**Фрагмент источника:**
На волне поднявшегося в США и Европе движения против истеблишмента (иначе говоря, против институционализма) можно говорить о движении вспять в курсе развития современных политических систем, а именно, о движении от институционализма назад к персонализму.

Подводя черту нашему сравнению, можно заключить, что примеры патримониализма и персонализма можно найти в обеих странах, потому что они обе имеют многоукладную политику и экономику. И в каждой из современных стран архаические практики не отмирают до конца, а иногда даже берут верх над рациональными бюрократическими системами. В этой связи уместно напомнить, что социолог В.Э. Шляпентох выявил и описал многочисленные проявления феодализма как в современной России, так и в США [20; 27–28].

Примерами можно заполнить целую книгу, однако они сами по себе ничего не доказывают. Они могут только иллюстрировать ту или иную точку зрения, но не могут заменить убедительную теорию с высоким объяснительным и предсказательным потенциалом.


О старых большевиках

На одном из тезисов книги я хочу остановиться поподробнее, т.к. он, как никакой другой, демонстрирует не только метод, но и уровень аргументации и доказательности в работе Гетти.

В книге уделено значительное внимание анализу идентификации (самоидентификации) старых большевиков. Гетти объединяет их всех в одну гомогенную группу и называет их именами всевозможных привилегированных групп в российской (и не только) истории: «вельможи», «гранды», «знать», «аристократическая верхушка», «нобилити» (ноблз) и даже «олигархи» [17, с. 131, 190]. Он также сравнивает их иерархию с петровской табелью о рангах. И это все сказано о группе людей (еще не корпорации), которая просуществовала меньше двадцати лет. Институт старых большевиков в советском обществе так до конца и не сложился, в отличие от упомянутых институтов прежних эпох.

Гетти не раскрывает, кого и по каким критериям он причисляет к старым большевикам. Напомню, что на момент создания Общества старых большевиков в 1922 году в нем было только 64 человека, а когда критерии зачисления были облегчены в 1934 году, в нем состояло уже около 2000 человек. Этот год был последним в жизни этого общества.

**Исходные данные:**
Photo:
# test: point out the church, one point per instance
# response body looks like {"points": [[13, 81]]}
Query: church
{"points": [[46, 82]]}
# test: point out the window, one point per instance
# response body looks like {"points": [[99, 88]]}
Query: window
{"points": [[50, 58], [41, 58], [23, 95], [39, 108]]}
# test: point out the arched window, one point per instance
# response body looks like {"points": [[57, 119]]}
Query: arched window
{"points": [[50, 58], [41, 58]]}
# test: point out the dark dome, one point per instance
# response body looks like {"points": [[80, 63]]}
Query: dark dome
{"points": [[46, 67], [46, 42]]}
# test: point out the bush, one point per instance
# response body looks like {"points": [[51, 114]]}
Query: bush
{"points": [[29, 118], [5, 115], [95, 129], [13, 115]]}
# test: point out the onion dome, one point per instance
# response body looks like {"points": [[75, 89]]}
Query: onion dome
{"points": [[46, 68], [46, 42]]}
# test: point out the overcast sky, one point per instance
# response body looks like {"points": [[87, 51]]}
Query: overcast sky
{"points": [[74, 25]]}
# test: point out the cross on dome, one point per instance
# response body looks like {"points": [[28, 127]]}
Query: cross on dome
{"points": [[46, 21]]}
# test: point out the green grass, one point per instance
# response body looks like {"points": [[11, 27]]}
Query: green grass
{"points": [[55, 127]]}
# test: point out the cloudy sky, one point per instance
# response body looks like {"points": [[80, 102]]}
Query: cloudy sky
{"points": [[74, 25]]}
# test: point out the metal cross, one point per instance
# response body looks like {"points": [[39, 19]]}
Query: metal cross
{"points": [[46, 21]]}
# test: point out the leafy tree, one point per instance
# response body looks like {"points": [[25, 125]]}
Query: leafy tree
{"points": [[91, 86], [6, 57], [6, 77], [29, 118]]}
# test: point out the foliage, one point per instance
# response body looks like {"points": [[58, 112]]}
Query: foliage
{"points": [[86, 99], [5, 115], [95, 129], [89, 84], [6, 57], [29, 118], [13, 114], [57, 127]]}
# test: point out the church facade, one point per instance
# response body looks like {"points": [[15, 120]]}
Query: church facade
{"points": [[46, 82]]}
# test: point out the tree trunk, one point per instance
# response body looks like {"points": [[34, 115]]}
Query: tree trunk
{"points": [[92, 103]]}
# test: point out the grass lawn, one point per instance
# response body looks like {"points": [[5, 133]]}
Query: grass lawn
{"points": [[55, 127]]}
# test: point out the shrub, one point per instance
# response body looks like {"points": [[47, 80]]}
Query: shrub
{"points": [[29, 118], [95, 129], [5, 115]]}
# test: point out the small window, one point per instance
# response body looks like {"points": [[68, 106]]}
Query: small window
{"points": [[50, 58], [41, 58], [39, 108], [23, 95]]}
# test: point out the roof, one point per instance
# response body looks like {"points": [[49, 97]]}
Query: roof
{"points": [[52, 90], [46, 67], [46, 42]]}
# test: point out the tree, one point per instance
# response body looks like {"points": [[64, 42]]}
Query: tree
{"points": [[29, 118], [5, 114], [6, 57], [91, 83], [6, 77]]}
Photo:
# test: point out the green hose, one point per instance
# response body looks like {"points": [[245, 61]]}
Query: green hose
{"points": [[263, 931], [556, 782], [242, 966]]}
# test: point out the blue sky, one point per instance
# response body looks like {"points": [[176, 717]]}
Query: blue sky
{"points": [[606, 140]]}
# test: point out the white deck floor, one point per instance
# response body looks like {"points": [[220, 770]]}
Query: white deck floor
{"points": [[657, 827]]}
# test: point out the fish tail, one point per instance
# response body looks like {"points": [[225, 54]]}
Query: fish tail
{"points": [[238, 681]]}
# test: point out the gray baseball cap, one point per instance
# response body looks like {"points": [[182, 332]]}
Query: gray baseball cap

**Задание:** Продолжите отрывок о старых большевиках в книге Гетти, начав сразу после его последнего предложения.

**Ответ к заданию:**
Само обилие и разновременность используемых сравнений-названий для старых большевиков говорит о том, что проводимые Гетти параллели очень приблизительны и неконкретны. Перечисленные выше названия использованы им не как научные понятия, описывающие конкретные социальные институты, как подобало бы в академическом исследовании, а как метафоры и литературные образы. В частности, Гетти не обсуждает вопросы прав, наследственности, обязанностей, собственности и многие другие вопросы, составляющие суть каждого из институтов (социальных страт), с которыми он сравнивает старых большевиков.

Старые большевики отрицали навязанное им сходство с «аристократией» [17, с. 56–58]. Они были правы хотя бы в одном отношении: аристократы и дворяне при монархическом строе были защищены институционально намного больше, чем старые большевики при «социалистическом». Так, по данным «Википедии», «из 267 членов ЦК, избиравшихся в его состав с 1917 по 1934 годы, к началу репрессий умерли 34, пережили репрессии 36, в основном те, кто рьяно поддерживал Сталина и вошедшие в ЦК в 1920–30-е годы. Остальные (т.е. почти 200 человек. — И.Ж.) были репрессированы».

Многие из старых большевиков находились в активной оппозиции к Сталину и его курсу, шли на жертвы и даже смерть во имя своей веры (идеологии) и партии как ее носителя. Они защищали свою веру даже в лагерях. Вот где уместно вспомнить про идеологию, которую Гетти отбросил для удобства избранного им подхода.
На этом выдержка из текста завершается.